Word for word, restate all of the entries.

(Source data)
★ ★ ★ ★ ★ ★ ★
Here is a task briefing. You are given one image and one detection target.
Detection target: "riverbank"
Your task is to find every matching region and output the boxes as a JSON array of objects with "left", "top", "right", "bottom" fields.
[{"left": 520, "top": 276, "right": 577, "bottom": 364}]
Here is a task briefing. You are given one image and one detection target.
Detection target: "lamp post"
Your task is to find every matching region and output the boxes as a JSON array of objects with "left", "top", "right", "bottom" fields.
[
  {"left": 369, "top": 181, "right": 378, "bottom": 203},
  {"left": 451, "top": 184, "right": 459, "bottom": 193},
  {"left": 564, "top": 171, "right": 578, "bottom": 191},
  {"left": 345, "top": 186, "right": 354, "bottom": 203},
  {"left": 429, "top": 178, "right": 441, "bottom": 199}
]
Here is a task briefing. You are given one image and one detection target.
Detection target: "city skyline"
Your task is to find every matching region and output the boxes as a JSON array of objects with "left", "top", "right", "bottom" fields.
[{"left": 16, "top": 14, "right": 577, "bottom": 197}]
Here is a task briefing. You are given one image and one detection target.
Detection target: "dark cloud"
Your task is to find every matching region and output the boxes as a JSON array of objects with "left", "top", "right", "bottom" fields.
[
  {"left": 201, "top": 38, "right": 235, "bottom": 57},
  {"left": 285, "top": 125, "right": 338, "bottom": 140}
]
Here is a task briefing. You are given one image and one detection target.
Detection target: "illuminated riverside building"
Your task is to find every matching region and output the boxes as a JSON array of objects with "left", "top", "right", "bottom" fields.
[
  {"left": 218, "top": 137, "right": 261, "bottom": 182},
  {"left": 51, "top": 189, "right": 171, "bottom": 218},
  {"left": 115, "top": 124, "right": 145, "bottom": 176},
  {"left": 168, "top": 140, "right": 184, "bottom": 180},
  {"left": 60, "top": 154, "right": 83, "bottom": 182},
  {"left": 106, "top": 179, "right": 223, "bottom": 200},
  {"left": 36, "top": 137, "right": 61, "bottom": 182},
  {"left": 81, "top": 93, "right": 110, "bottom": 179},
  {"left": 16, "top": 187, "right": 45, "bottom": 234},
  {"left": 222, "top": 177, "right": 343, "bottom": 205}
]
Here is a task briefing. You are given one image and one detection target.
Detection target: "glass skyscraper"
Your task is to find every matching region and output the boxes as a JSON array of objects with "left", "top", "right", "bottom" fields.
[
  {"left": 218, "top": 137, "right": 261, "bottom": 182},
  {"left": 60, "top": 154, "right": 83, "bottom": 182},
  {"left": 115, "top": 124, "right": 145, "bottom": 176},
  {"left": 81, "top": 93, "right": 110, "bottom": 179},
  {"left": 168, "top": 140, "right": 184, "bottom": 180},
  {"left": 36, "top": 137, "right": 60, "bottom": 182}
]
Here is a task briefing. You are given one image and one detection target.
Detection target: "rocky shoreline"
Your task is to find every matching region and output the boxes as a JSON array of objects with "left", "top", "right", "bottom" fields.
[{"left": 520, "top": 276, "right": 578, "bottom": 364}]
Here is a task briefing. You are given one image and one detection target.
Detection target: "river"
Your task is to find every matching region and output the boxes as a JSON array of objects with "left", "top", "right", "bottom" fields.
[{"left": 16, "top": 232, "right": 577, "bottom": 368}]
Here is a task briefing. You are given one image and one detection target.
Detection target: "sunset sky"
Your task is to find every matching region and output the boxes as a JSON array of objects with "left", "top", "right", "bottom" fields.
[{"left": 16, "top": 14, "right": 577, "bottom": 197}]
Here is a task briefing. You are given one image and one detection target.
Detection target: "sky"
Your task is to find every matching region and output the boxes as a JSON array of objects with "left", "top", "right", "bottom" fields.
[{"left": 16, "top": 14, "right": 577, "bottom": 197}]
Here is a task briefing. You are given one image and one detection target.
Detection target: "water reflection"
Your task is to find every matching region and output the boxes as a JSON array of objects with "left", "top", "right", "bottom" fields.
★ ★ ★ ★ ★ ★ ★
> RESPONSE TO THIS TASK:
Here is a task briefing. You are given one image and one detection target.
Detection target: "riverbank"
Your task is to find every matching region and output the boxes as a JSON array of objects with "left", "top", "right", "bottom" fields.
[{"left": 520, "top": 276, "right": 577, "bottom": 364}]
Here is a task briefing. You are given one image and one detection target.
Detection target: "lamp post"
Your task is to find every matching region and output the boxes as a JSON array of objects with "left", "top", "right", "bottom" fields.
[
  {"left": 369, "top": 181, "right": 378, "bottom": 203},
  {"left": 451, "top": 184, "right": 459, "bottom": 193},
  {"left": 564, "top": 171, "right": 578, "bottom": 191},
  {"left": 345, "top": 186, "right": 354, "bottom": 203},
  {"left": 429, "top": 178, "right": 441, "bottom": 199}
]
Here is a task briefing. You are given one image and one detection target.
Detection target: "city skyline"
Your task is to find every matching region and output the boxes as a JSON array of objects with "left", "top", "right", "bottom" fields.
[{"left": 16, "top": 14, "right": 577, "bottom": 197}]
Here is a task briefing. You are given one image and one detection target.
Detection target: "dark cloud"
Your task is to find every matching region and output the boxes as a JSON array of objects with "left", "top", "right", "bottom" fields.
[
  {"left": 201, "top": 38, "right": 235, "bottom": 57},
  {"left": 285, "top": 125, "right": 338, "bottom": 140}
]
Here is a task briefing. You are given one image and one detection target.
Detection target: "illuminated riverside building"
Your task is to find every matching region and output the boxes as a JSON array of objects with "left", "top", "right", "bottom" fields.
[
  {"left": 218, "top": 137, "right": 261, "bottom": 182},
  {"left": 51, "top": 189, "right": 171, "bottom": 218},
  {"left": 115, "top": 124, "right": 145, "bottom": 176},
  {"left": 168, "top": 140, "right": 184, "bottom": 180},
  {"left": 60, "top": 154, "right": 83, "bottom": 182},
  {"left": 106, "top": 179, "right": 223, "bottom": 200},
  {"left": 36, "top": 137, "right": 61, "bottom": 182},
  {"left": 81, "top": 93, "right": 110, "bottom": 179},
  {"left": 16, "top": 187, "right": 45, "bottom": 234},
  {"left": 222, "top": 177, "right": 343, "bottom": 205}
]
Here is a task briefing. You are given one image and one detection target.
Detection target: "glass skyscraper"
Your task is to find every matching region and output the boxes as a JSON array of objects with "left", "top", "right", "bottom" fields.
[
  {"left": 218, "top": 137, "right": 261, "bottom": 182},
  {"left": 60, "top": 154, "right": 83, "bottom": 182},
  {"left": 115, "top": 124, "right": 145, "bottom": 176},
  {"left": 81, "top": 93, "right": 110, "bottom": 179},
  {"left": 168, "top": 140, "right": 184, "bottom": 180},
  {"left": 36, "top": 137, "right": 60, "bottom": 182}
]
Here is a task briefing. You are given one image and one detection target.
Detection target: "rocky shoreline"
Your task is to find every matching region and output the boxes as a JSON array of objects with "left", "top", "right", "bottom" fields.
[{"left": 520, "top": 276, "right": 578, "bottom": 364}]
Here is a task briefing. You are given one image and one detection target.
Detection target: "river"
Your task is to find every matching region and output the boxes as a JSON array of objects with "left", "top", "right", "bottom" fields.
[{"left": 16, "top": 232, "right": 577, "bottom": 368}]
Here is a task briefing. You are given one image and one detection target.
Detection target: "sunset sky"
Your task is to find every matching region and output the boxes as a JSON array of objects with "left", "top", "right", "bottom" fields.
[{"left": 16, "top": 14, "right": 577, "bottom": 197}]
Here is a task briefing. You are given one image and one detection target.
Detection target: "sky"
Your task is to find every matching region and output the boxes as a JSON array of objects with "left", "top", "right", "bottom" fields.
[{"left": 16, "top": 14, "right": 577, "bottom": 197}]
Here is a task briefing. You are given one image and one detection target.
Detection target: "water reflection"
Your task is to find every matching region and output the boxes as a JSON array of objects with "left", "top", "right", "bottom" fields.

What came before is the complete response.